-- Records for the task --
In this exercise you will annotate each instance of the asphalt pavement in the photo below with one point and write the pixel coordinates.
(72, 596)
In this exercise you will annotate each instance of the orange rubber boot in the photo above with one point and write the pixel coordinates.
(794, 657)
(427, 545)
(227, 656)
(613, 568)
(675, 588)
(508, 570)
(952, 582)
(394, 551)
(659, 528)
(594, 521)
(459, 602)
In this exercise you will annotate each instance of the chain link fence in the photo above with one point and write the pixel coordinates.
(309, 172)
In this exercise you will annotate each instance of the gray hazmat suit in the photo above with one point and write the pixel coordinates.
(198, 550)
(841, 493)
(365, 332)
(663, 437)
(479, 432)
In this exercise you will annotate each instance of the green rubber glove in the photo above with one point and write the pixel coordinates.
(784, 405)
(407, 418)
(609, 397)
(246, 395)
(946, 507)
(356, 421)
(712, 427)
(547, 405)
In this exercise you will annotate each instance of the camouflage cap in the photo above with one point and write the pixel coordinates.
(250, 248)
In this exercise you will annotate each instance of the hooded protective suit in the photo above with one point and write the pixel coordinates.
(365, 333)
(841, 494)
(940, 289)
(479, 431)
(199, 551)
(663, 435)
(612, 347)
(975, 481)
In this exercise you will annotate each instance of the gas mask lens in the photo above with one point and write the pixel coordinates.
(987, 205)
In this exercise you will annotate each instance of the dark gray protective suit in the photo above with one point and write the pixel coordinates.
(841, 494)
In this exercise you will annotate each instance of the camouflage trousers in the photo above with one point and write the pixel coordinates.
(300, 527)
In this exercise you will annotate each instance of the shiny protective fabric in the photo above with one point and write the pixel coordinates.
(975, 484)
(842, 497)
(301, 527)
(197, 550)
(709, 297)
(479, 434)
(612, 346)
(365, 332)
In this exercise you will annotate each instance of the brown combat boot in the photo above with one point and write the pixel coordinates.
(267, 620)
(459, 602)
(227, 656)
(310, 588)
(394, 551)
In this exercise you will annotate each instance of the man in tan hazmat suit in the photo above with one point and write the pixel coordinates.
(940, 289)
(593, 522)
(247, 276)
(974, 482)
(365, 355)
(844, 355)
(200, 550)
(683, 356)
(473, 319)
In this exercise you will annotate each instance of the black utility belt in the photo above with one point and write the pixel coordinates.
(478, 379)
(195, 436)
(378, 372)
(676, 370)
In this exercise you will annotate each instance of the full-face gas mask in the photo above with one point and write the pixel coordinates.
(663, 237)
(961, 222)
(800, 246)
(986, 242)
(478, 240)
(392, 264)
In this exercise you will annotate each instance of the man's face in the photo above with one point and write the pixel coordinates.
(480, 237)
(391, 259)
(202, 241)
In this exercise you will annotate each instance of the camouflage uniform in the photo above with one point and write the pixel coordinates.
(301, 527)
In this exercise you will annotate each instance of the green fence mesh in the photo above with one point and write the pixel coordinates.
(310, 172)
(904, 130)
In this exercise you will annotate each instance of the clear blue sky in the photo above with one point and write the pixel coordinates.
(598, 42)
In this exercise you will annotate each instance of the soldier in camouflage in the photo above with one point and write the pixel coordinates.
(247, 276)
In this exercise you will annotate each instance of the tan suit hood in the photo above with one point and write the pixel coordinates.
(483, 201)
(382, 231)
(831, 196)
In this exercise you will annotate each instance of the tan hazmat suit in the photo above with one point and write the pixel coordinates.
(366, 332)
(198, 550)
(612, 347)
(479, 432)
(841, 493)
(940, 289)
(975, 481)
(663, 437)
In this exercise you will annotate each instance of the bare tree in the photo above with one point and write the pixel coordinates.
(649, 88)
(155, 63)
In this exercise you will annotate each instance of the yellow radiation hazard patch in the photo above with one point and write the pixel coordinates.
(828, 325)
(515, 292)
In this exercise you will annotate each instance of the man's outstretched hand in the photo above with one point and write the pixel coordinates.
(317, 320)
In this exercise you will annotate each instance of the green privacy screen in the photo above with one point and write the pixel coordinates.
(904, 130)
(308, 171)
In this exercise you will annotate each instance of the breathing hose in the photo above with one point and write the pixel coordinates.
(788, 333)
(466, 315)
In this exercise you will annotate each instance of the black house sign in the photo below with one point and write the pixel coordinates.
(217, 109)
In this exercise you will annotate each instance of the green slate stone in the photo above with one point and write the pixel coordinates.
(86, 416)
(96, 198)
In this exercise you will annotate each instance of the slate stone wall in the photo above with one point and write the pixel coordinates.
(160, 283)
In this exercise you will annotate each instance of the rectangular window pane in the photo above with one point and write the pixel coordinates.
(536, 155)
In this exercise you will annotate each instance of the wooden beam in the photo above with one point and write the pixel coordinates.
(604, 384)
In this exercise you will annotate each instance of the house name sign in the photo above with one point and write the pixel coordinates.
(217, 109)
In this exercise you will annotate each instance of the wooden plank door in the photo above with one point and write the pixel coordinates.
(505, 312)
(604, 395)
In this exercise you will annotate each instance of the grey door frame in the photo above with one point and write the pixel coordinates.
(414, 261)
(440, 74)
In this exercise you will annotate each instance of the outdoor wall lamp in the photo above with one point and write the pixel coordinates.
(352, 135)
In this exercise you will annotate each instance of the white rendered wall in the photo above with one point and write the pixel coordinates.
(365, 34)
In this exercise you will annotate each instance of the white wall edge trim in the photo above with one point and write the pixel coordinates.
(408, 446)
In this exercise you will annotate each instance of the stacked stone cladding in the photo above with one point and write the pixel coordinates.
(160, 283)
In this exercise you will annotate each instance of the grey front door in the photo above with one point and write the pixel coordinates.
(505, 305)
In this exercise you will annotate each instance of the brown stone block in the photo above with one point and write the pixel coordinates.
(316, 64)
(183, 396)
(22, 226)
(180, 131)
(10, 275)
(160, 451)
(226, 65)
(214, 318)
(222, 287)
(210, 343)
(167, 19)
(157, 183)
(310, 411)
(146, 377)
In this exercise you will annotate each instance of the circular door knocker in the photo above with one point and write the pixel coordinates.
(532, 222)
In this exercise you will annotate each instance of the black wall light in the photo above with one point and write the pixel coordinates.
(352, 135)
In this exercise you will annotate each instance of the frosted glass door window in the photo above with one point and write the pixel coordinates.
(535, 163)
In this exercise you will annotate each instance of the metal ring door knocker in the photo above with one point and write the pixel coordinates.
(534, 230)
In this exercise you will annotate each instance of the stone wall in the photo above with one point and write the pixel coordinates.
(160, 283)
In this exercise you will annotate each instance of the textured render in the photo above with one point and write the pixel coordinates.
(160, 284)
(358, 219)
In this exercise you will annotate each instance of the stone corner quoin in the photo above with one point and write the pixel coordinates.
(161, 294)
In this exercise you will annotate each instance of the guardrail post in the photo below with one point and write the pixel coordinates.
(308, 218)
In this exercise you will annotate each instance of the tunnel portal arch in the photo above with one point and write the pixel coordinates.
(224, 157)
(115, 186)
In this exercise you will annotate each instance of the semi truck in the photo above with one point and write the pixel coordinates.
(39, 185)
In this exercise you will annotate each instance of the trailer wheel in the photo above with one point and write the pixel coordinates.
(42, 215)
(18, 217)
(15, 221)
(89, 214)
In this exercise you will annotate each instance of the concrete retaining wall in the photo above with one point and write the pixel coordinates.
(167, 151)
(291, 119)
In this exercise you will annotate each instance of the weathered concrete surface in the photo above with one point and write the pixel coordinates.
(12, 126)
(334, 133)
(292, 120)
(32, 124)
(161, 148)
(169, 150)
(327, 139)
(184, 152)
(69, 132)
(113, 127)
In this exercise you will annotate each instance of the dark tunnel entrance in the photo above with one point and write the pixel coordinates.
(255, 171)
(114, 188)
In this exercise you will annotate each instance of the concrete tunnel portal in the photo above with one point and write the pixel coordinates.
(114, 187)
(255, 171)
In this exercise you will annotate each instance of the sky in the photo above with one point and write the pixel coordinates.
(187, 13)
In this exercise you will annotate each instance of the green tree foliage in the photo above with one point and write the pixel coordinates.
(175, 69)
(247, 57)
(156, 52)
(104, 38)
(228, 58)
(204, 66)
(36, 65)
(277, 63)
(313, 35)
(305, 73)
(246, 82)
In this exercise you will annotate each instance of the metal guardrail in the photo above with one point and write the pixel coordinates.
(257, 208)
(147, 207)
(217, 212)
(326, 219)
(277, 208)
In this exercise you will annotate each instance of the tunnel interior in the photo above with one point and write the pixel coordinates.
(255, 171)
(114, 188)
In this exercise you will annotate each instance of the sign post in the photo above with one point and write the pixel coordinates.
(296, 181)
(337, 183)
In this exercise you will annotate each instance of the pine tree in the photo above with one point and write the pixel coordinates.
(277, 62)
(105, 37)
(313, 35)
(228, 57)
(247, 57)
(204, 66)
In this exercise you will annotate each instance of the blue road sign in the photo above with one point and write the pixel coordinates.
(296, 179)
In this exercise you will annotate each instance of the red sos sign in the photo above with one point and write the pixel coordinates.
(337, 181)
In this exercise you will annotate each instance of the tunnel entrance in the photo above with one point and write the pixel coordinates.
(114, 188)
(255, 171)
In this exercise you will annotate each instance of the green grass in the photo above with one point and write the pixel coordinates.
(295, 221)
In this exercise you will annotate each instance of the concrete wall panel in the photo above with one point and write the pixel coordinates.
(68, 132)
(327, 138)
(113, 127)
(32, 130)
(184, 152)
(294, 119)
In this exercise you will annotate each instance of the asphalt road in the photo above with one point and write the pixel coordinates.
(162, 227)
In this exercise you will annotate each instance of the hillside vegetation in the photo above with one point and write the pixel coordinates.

-- Goal --
Please copy, without any change, the data from the line containing "the asphalt road" up to and including the final line of the data.

-- Response --
In this exercise you will annotate each instance of the asphalt road in the photo above with one point and write the pixel coordinates.
(162, 227)
In this exercise you will annotate each instance of the hillside vegetation in the photo above with one point and write the pixel coordinates.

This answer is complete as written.